- [REQUIRED WORK] Could you copy the listing below word for word, covering the stretch from its first line through the line containing "column 230, row 91", both ends included?

- [SOURCE RECORDS]
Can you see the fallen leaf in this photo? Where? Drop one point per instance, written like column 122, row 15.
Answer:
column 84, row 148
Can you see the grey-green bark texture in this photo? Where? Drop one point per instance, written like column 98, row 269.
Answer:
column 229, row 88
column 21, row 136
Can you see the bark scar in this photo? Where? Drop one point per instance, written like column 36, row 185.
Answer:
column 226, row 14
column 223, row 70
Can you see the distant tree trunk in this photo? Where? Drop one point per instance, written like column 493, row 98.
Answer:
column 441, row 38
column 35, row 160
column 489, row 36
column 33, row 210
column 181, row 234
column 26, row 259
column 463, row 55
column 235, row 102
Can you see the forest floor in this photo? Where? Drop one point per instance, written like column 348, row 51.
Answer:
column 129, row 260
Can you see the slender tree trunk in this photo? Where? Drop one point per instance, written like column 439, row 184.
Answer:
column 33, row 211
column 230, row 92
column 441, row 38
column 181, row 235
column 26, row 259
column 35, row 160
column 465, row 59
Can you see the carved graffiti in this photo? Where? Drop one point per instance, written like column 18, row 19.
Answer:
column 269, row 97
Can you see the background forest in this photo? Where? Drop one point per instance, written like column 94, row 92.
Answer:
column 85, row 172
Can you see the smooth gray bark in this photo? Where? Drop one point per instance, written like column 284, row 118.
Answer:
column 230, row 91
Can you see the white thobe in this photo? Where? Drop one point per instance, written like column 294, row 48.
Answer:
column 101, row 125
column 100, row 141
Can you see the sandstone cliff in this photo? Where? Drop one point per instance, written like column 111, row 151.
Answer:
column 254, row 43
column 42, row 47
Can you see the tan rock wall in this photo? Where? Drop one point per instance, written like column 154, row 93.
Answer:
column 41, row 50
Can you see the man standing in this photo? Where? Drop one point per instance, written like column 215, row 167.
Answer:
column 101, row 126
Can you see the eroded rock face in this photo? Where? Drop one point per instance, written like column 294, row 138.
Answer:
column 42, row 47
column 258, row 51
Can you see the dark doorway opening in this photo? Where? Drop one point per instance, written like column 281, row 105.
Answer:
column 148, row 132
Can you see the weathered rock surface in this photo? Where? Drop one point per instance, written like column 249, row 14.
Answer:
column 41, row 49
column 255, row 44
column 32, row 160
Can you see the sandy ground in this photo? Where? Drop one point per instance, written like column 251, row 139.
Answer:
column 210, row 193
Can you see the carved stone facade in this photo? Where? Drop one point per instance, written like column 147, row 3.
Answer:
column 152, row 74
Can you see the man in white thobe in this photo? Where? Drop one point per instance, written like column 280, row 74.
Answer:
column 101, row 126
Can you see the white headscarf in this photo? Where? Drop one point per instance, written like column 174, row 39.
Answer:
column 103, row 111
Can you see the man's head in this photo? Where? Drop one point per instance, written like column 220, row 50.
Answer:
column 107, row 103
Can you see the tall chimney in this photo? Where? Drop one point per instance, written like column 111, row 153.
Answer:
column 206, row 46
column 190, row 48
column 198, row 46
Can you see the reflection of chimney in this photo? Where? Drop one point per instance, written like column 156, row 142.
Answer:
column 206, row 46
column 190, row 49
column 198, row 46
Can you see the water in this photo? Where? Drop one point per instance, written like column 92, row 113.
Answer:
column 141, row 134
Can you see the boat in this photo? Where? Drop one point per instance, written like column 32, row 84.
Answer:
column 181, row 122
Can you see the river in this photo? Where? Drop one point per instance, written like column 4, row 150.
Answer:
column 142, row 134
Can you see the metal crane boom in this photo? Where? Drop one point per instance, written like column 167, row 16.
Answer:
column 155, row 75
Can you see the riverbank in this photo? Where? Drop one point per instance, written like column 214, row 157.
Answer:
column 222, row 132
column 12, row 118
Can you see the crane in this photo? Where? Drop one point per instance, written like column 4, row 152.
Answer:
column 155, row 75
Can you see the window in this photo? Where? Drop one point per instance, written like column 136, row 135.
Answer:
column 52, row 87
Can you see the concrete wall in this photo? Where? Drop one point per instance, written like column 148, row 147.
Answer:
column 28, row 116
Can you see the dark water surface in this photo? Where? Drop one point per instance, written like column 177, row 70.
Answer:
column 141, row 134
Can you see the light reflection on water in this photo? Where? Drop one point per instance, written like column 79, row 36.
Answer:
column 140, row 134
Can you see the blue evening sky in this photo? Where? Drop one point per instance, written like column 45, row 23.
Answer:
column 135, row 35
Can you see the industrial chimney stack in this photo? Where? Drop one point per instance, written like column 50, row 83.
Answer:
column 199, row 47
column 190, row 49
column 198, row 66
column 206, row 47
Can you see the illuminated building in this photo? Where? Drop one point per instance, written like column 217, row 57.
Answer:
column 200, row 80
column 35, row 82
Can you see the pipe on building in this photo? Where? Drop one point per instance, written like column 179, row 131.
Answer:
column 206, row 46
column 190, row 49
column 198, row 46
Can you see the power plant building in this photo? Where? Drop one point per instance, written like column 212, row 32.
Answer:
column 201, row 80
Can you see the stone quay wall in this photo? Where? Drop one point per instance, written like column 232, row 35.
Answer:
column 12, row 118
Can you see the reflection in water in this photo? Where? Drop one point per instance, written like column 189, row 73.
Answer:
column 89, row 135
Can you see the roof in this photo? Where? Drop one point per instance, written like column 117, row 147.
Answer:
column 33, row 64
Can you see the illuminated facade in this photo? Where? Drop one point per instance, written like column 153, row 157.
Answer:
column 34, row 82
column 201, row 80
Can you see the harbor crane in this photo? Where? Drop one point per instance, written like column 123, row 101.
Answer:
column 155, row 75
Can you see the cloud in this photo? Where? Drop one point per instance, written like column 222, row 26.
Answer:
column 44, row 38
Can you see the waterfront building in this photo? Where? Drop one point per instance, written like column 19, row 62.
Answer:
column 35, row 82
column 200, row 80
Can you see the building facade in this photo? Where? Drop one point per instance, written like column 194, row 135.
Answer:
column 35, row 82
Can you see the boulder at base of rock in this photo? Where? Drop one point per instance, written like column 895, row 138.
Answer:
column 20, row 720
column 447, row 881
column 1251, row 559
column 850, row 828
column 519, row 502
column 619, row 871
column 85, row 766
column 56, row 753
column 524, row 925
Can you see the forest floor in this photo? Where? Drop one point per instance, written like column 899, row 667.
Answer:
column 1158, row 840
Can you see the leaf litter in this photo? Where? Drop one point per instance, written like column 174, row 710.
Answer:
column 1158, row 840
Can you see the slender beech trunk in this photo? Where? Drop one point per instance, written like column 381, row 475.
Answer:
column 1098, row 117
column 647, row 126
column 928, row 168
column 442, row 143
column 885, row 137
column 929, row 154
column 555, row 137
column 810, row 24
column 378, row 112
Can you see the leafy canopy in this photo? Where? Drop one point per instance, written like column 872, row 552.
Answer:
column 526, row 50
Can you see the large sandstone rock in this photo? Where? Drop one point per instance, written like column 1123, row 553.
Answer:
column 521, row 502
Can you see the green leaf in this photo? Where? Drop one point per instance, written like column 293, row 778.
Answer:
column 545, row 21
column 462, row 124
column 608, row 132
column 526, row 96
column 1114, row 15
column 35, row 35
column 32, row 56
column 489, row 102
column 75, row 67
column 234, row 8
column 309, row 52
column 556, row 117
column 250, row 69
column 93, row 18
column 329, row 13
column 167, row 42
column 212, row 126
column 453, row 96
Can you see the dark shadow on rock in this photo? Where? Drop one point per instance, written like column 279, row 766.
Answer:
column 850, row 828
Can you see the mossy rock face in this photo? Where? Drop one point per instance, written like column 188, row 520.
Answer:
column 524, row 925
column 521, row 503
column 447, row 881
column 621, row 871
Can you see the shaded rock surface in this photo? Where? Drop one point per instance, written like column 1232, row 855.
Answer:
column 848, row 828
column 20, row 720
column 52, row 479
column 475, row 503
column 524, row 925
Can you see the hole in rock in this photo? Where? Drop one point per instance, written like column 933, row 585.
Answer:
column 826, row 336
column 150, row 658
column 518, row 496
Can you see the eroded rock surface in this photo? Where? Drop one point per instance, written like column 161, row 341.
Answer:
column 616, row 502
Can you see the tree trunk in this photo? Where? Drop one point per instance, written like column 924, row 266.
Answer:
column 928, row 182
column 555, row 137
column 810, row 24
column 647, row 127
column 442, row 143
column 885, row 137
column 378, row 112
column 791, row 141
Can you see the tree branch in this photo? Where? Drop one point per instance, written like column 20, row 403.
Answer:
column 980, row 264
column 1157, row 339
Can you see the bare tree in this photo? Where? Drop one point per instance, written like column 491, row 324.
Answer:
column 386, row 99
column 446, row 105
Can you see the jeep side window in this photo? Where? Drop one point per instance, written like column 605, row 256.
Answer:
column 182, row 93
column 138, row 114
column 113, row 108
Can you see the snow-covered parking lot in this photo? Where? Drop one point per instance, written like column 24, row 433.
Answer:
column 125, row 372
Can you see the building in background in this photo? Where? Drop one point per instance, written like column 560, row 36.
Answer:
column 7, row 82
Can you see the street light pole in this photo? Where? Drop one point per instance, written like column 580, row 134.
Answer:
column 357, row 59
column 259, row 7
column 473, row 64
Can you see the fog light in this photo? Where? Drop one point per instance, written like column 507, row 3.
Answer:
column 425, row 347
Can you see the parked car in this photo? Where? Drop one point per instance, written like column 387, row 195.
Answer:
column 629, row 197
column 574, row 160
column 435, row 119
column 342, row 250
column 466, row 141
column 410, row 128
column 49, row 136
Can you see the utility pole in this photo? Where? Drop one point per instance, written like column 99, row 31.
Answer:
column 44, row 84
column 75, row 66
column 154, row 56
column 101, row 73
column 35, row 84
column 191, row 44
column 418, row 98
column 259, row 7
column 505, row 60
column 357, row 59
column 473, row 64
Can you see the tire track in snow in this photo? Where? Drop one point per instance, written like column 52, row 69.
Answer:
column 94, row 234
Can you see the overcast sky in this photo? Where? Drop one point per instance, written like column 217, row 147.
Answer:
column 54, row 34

- [EXERCISE RESULT]
Can you see the fallen leaf in this photo? Where? Drop one point per instance, written like column 122, row 15.
Answer:
column 84, row 148
Can you see the grey-green bark texture in this photo? Where? Drop one point per instance, written like column 98, row 269.
Answer:
column 229, row 88
column 21, row 136
Can you see the bark scar in this photo? Where? Drop one point per instance, written like column 36, row 185.
Answer:
column 226, row 14
column 223, row 70
Can you see the distant tree trunk in this photo? Where? Drop one point per instance, written like column 493, row 98.
Answer:
column 441, row 38
column 35, row 160
column 489, row 36
column 33, row 210
column 181, row 234
column 26, row 259
column 463, row 55
column 235, row 102
Can you see the forest floor in this photo? Where? Drop one point per instance, written like column 348, row 51.
Answer:
column 129, row 260
Can you see the slender tree trunk in this photo? Where? Drop one point per instance, written like column 439, row 184.
Answer:
column 33, row 211
column 230, row 92
column 441, row 38
column 181, row 235
column 26, row 259
column 35, row 160
column 465, row 59
Can you see the carved graffiti in this photo? Where? Drop one point per instance, written like column 18, row 19.
Answer:
column 269, row 97
Can you see the background forest in this photo? Where? Drop one point per instance, written like column 94, row 92.
Answer:
column 85, row 172
Can you see the smooth gray bark in this photo? Where? Drop one point per instance, written like column 284, row 118.
Answer:
column 230, row 91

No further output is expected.